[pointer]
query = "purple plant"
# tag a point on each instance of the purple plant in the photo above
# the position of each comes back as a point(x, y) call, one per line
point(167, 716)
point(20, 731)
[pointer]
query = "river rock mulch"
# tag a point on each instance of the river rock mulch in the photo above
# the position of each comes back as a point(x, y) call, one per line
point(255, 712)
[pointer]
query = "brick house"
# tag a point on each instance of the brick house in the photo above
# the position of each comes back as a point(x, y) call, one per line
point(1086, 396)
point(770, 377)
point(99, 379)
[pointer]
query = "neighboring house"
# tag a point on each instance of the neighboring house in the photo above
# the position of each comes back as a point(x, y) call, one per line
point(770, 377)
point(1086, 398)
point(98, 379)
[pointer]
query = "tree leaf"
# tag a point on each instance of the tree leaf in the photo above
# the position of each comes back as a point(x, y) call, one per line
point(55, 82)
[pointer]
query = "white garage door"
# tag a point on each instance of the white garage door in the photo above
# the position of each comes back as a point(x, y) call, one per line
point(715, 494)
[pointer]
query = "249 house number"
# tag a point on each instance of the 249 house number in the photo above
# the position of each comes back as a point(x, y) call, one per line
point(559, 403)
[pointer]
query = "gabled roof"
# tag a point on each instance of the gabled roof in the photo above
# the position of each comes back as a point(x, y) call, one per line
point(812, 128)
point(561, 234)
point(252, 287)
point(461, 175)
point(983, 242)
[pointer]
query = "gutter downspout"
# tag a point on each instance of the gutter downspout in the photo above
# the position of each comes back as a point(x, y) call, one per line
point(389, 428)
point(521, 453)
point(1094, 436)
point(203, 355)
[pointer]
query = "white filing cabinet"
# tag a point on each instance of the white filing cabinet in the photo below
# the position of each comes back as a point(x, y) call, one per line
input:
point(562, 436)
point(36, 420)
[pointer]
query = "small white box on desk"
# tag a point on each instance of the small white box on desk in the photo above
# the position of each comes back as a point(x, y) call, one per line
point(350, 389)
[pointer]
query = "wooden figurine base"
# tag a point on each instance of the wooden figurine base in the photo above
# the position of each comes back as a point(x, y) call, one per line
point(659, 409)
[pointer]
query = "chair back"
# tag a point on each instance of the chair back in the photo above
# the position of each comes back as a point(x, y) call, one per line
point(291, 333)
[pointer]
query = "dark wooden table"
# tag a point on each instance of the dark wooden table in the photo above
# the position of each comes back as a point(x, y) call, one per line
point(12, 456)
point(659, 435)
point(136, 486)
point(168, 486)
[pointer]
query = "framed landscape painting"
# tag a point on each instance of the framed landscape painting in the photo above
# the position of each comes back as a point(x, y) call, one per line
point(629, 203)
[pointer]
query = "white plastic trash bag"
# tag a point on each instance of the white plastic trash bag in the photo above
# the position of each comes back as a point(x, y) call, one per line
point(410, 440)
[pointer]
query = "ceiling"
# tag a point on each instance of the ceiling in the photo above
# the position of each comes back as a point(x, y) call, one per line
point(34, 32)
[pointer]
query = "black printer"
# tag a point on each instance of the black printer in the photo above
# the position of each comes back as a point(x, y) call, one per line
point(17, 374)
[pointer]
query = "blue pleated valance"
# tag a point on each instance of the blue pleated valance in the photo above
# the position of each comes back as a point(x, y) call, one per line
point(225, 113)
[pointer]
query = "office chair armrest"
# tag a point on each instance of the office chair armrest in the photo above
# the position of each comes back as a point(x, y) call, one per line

◇ ◇ ◇

TASK DIRECTIONS:
Extract the lines of the listing above, reproducing them exactly, starting at the first line of the listing and ending at the line containing "point(20, 731)".

EXPECTED OUTPUT:
[pointer]
query = "purple plant"
# tag a point on each instance of the purple plant in the photo above
# the position of each comes back as a point(x, y) call, one per line
point(167, 716)
point(20, 731)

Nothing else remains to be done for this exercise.